=== Material ===

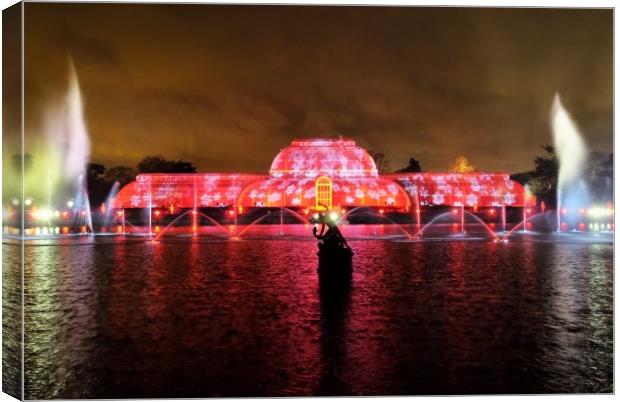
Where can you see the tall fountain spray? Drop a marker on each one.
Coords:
(68, 143)
(571, 153)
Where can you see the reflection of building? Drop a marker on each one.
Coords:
(322, 174)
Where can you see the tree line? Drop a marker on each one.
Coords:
(100, 180)
(541, 180)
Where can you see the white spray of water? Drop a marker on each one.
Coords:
(69, 143)
(570, 150)
(67, 135)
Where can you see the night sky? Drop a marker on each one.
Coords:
(226, 87)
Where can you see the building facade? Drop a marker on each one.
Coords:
(323, 174)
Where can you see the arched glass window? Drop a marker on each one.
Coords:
(323, 193)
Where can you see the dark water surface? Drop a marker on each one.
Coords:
(201, 318)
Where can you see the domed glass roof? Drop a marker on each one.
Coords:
(323, 157)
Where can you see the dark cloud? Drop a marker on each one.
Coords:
(227, 87)
(87, 49)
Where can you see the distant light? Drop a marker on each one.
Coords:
(598, 211)
(42, 214)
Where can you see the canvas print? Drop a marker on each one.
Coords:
(205, 200)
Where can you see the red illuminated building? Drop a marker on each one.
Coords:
(319, 174)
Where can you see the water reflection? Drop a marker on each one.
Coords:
(197, 318)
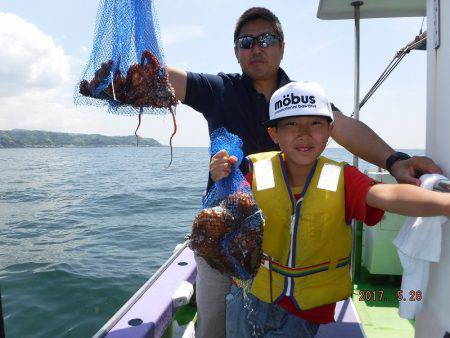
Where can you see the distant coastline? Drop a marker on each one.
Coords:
(21, 138)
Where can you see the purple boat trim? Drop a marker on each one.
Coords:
(149, 312)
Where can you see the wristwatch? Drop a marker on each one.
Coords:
(397, 156)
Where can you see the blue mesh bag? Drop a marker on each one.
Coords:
(126, 70)
(227, 232)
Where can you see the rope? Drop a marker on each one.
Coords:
(419, 40)
(139, 124)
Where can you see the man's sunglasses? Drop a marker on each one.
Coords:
(264, 40)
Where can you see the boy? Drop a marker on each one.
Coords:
(308, 202)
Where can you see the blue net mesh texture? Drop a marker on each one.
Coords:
(227, 233)
(221, 139)
(126, 69)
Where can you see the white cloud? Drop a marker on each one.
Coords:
(180, 33)
(29, 59)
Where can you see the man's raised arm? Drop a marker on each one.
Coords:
(359, 139)
(178, 80)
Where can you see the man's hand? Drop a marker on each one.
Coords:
(220, 165)
(406, 171)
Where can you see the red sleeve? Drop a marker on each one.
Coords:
(356, 187)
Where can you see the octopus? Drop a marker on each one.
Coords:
(145, 85)
(230, 235)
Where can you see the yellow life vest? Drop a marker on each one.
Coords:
(308, 242)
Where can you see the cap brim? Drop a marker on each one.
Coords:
(273, 123)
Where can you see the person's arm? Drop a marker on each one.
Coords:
(178, 80)
(359, 139)
(408, 200)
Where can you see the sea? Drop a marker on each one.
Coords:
(81, 229)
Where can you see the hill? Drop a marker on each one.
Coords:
(20, 138)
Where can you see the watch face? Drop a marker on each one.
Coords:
(394, 158)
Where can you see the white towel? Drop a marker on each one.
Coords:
(418, 243)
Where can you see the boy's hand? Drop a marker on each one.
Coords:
(220, 165)
(406, 171)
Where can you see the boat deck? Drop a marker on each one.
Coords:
(153, 308)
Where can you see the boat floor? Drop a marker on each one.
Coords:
(379, 317)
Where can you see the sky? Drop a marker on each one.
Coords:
(46, 44)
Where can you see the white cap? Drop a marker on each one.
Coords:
(299, 99)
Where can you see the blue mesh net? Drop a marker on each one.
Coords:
(126, 69)
(221, 139)
(227, 233)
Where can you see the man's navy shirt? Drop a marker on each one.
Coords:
(231, 101)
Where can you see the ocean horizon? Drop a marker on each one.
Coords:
(81, 229)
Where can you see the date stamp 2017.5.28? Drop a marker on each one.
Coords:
(380, 296)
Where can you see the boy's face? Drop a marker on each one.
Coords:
(302, 138)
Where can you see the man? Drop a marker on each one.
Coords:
(240, 104)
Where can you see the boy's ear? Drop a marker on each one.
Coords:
(273, 133)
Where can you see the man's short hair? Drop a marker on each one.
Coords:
(258, 13)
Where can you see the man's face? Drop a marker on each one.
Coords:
(258, 62)
(302, 139)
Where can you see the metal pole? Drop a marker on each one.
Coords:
(355, 266)
(356, 5)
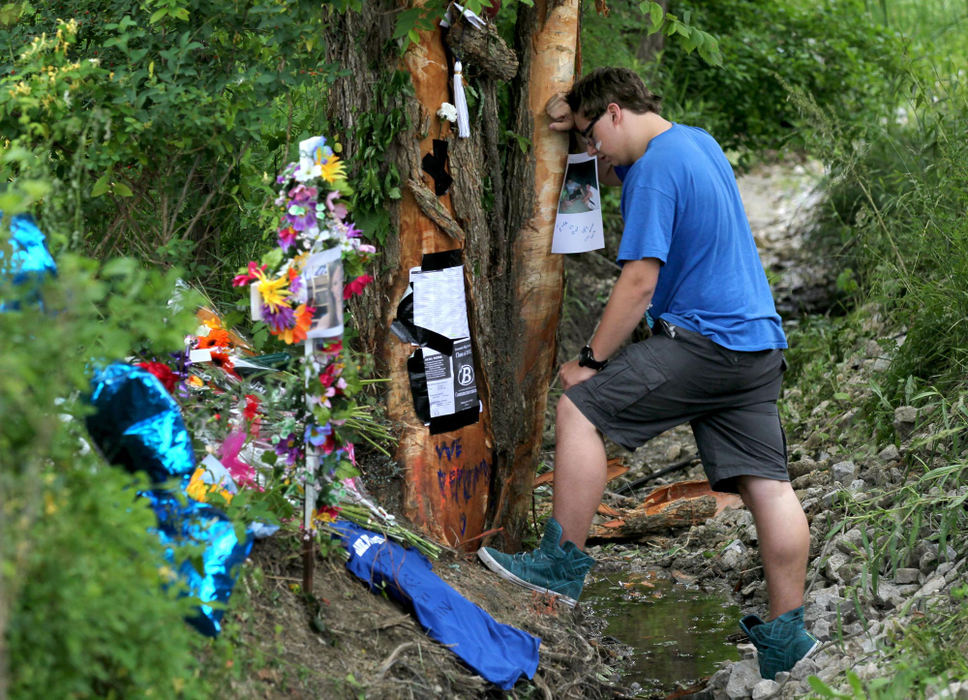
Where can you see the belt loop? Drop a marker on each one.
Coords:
(669, 329)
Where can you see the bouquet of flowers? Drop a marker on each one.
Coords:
(312, 219)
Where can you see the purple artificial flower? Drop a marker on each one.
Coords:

===

*What the task requires*
Copy out all the entries again, replacing "Drop a marker" with "Place a pin" wherever it occurs and keeping everything else the same. Leave the pictures out of your answer.

*Reply to the exercise*
Where can you see the tall fountain spray? Place a pin on each one.
Coords:
(68, 143)
(571, 153)
Where can you see the reflection of building? Place a pin on each one.
Coords:
(322, 174)
Where can you see the tree line? Place a pin on each one.
Coords:
(100, 180)
(541, 180)
Where can you see the white spray of water? Place a pin on each one.
Coords:
(69, 143)
(570, 150)
(67, 135)
Where can you see the night sky? Place a pin on each one.
Coords:
(226, 87)
Where can you see the building facade? Place a pin on each one.
Coords:
(323, 174)
Where can you see the arched glass window? Place a pin on each one.
Coords:
(323, 193)
Where can you see the dark water surface? Place a pin on each one.
Coords:
(201, 318)
Where can you see the domed glass roof? Place a pin on each one.
Coords:
(323, 157)
Where can you see the dark cloud? Place a pin on each one.
Coords:
(227, 87)
(87, 49)
Where can you see the distant light? Place a pin on each one.
Coords:
(598, 211)
(42, 214)
Where can you see the canvas print? Place a pin on each one.
Coords:
(205, 200)
Where can you see the red illuminated building? Place a pin on each one.
Coords:
(319, 174)
Where can you see the water reflection? Place a pin on each one.
Coords:
(197, 318)
Where can you see the distant coastline? Place a pin on each one.
Coords:
(21, 138)
Where can you see the purple boat trim? Place a pin on each one.
Coords:
(149, 312)
Where can you see the wristwatch? Place a pin on each one.
Coords:
(397, 156)
Where can you see the blue mesh bag? Place a pin on each one.
Coords:
(126, 70)
(227, 232)
Where can you see the rope? Place a pin on each one.
Coords:
(419, 40)
(139, 124)
Where can you see the man's sunglasses? Place a pin on each one.
Coords:
(264, 40)
Where can you see the boy? Place a pin on each one.
Coords:
(308, 202)
Where can you see the blue net mesh texture? Place a pin on each one.
Coords:
(227, 233)
(221, 139)
(126, 69)
Where can you see the white cloud? Place a pin on each one.
Coords:
(180, 33)
(29, 59)
Where can you see the man's raised arm? Place a pin on each one.
Coords:
(359, 139)
(178, 80)
Where can you see the man's hand? Place a pin on each one.
Coords:
(220, 165)
(406, 171)
Where can you see the red sleeve? Place a pin on each one.
Coords:
(356, 187)
Where can you see the octopus? Place a pin on each one.
Coords:
(145, 85)
(230, 235)
Where can you see the yellow life vest? Place a pin on each one.
Coords:
(308, 242)
Where can you see the cap brim? Place a pin on each one.
Coords:
(273, 123)
Where can you see the person's arm? Place a pin on each one.
Coords:
(178, 80)
(359, 139)
(408, 200)
Where can you see the sea? Place a pin on each one.
Coords:
(81, 229)
Where can you see the hill? Place a pin on each one.
Coords:
(20, 138)
Where can you see the watch face? Place a pin on each one.
Coords:
(394, 158)
Where can you see the white towel? Place a pin on each one.
Coords:
(418, 243)
Where can you see the boy's hand? Place a pin on each one.
Coords:
(220, 165)
(406, 171)
Where can you see the boat deck? Place a pin on each one.
Coords:
(153, 308)
Where can you see the boat floor? Place a pin on each one.
Coords:
(379, 317)
Where can you see the sky? Place a pin on each one.
Coords:
(46, 44)
Where can you see the white cap? Place a pin on each one.
Coords:
(299, 99)
Where can you see the blue mesh net? Place a pin on each one.
Coords:
(126, 69)
(221, 139)
(227, 233)
Where can you see the man's navy shirt? Place a pin on each one.
Coords:
(231, 101)
Where can you see the ocean horizon? Place a pin on each one.
Coords:
(81, 229)
Where can you see the date stamp 2017.5.28? Place a pin on each one.
Coords:
(380, 296)
Where can you see the boy's face? Place a pin on each one.
Coords:
(302, 138)
Where can you see the man? Place a pin on each one.
Coords:
(240, 104)
Where can you see the boy's ear? Place a pin on each one.
Coords:
(273, 133)
Where can you see the man's short hair? Place a pin on each one.
Coords:
(258, 13)
Where can you see the man's face? Place a pin on each one.
Coords:
(258, 62)
(302, 139)
Where can you see the metal pole? Place a pin on each one.
Coords:
(355, 266)
(356, 5)
Where can you see the belt loop? Place a pin on each one.
Coords:
(669, 329)
Where can you see the bouquet of flowers? Place a pin on each one.
Coords:
(312, 219)
Where can you see the purple artificial flower? Place a pin on each one.
Coords:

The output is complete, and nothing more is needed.